TASK GOAL
Restate word for word every line from the top of the data below down through the line that holds "the white baseboard".

--- START ---

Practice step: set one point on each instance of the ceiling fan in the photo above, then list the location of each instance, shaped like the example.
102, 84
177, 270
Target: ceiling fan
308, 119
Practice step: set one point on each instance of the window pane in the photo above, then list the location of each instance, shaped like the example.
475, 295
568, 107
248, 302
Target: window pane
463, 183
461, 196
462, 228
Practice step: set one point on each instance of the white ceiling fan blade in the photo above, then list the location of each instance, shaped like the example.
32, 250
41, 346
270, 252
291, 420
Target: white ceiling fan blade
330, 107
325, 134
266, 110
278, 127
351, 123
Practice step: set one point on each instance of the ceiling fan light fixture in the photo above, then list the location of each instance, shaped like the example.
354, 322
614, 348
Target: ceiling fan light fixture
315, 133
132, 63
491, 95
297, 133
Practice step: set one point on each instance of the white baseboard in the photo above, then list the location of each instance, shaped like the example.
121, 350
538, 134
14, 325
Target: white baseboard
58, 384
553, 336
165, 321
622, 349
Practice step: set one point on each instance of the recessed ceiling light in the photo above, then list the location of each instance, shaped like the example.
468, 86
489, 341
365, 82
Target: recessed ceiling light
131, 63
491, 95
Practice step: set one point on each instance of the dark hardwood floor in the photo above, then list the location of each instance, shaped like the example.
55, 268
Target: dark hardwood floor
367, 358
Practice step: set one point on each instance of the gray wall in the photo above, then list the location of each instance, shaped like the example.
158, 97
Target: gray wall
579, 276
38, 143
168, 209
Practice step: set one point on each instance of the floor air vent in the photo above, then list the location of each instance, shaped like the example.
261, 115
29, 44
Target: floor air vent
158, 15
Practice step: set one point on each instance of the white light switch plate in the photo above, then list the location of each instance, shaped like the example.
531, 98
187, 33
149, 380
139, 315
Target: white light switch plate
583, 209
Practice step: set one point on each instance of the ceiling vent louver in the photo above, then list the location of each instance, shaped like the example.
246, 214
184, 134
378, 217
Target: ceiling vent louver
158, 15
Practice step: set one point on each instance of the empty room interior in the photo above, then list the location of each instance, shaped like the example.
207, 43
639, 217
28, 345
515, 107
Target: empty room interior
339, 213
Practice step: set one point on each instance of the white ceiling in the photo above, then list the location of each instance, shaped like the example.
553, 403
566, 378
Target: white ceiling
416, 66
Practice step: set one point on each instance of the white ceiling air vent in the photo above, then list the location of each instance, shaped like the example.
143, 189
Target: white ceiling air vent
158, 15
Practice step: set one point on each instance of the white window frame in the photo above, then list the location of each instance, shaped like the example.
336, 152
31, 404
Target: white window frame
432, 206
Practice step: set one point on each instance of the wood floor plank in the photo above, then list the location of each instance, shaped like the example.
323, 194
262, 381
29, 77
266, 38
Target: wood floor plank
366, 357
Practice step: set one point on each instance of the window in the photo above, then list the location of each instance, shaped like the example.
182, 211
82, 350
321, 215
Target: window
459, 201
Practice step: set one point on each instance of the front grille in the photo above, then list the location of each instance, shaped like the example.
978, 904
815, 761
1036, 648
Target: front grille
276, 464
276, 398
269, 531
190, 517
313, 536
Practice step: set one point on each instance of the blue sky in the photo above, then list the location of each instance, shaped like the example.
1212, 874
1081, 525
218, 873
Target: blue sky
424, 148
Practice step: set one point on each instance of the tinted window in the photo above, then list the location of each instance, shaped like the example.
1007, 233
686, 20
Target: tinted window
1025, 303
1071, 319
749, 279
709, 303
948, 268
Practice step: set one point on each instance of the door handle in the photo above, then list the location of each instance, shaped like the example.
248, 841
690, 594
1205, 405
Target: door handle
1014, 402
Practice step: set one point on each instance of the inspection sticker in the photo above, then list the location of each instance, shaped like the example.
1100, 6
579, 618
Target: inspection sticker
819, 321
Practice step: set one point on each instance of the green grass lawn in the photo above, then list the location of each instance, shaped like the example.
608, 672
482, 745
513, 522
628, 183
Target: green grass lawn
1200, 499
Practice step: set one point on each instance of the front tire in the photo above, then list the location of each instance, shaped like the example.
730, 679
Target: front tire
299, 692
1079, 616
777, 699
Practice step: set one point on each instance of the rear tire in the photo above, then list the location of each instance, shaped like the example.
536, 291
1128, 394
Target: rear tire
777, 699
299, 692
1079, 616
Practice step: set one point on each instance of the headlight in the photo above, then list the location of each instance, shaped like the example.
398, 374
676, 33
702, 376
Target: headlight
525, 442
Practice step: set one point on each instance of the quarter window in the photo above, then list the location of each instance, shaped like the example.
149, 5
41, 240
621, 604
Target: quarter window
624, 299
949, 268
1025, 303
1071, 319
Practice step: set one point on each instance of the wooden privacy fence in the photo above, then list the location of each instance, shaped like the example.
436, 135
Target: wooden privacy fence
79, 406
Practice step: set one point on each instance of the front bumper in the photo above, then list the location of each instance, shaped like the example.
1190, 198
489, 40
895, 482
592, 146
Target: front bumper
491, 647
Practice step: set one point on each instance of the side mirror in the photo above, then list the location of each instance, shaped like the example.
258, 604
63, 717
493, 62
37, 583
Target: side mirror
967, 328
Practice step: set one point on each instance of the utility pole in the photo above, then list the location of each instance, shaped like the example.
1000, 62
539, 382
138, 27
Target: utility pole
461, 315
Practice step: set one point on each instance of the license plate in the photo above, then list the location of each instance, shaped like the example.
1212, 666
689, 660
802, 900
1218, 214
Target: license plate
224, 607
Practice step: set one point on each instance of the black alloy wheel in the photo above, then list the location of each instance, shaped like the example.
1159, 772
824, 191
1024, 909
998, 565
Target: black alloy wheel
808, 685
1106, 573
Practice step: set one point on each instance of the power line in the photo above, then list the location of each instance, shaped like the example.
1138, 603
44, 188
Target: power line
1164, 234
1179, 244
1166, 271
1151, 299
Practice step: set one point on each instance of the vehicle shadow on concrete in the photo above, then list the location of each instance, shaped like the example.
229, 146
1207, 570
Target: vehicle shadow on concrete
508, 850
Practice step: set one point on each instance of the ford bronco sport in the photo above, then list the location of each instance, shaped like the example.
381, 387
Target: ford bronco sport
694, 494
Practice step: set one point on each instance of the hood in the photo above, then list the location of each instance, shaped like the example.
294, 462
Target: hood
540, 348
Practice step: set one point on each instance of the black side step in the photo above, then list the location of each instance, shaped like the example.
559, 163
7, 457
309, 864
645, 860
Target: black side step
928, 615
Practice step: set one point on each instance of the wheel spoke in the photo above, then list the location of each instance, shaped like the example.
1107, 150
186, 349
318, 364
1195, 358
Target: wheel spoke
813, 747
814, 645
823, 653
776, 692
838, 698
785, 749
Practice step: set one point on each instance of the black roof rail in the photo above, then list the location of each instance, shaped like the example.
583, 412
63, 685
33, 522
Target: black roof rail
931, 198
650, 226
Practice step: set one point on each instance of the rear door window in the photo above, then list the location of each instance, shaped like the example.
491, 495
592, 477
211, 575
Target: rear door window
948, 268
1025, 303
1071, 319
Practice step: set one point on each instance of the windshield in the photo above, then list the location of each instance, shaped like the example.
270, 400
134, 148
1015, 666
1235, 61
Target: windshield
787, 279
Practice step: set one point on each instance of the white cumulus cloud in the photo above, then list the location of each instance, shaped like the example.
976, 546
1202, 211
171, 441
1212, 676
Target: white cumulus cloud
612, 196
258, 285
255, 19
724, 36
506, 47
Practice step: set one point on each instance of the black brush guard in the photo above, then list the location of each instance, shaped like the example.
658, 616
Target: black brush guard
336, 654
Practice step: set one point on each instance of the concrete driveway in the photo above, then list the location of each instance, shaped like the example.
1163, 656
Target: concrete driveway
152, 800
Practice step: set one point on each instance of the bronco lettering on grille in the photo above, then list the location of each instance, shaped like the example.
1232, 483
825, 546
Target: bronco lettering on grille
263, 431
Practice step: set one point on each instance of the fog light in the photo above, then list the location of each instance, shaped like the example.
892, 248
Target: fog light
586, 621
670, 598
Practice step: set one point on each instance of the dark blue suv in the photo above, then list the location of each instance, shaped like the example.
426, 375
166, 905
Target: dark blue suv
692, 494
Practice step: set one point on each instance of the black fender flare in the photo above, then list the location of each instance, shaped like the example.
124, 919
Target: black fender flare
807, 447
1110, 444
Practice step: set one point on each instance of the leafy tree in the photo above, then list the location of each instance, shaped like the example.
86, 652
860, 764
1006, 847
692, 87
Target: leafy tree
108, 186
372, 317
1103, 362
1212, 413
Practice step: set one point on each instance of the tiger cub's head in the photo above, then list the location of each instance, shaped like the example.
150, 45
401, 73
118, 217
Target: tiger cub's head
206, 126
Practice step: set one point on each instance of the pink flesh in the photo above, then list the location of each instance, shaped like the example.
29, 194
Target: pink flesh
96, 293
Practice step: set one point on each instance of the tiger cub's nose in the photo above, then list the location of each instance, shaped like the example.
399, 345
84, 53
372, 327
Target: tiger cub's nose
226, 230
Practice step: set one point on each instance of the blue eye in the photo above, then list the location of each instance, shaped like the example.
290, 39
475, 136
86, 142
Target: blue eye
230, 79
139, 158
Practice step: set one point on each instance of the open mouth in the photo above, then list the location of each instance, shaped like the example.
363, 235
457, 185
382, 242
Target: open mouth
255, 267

--- END ---

OUTPUT OF THE EXERCISE
Practice step: set one point on each instance of the ceiling fan in the photo above, then list the location of each instance, shaped like the example.
102, 84
177, 270
Target: ceiling fan
308, 119
Practice step: set one point on each instance of the window pane in the photo above, then list the location of each instance, shaped like the example.
475, 295
568, 107
248, 302
Target: window pane
463, 183
461, 196
462, 228
Practice step: set one point on each instance of the white ceiling fan blade in the photo above, then list the location of each instance, shaped like the example.
32, 250
41, 346
270, 252
291, 420
Target: white ceiling fan blade
330, 107
325, 134
266, 110
278, 127
351, 123
Practice step: set one point on each instance of the ceiling fan light fixture in the photo above, then list the location of each instance, shaped like the example.
354, 322
614, 348
Target: ceiling fan light fixture
315, 133
132, 63
491, 95
297, 133
Practice step: set one point on each instance of the white baseboard in the photo above, then list the location of each instance, shaped like the example.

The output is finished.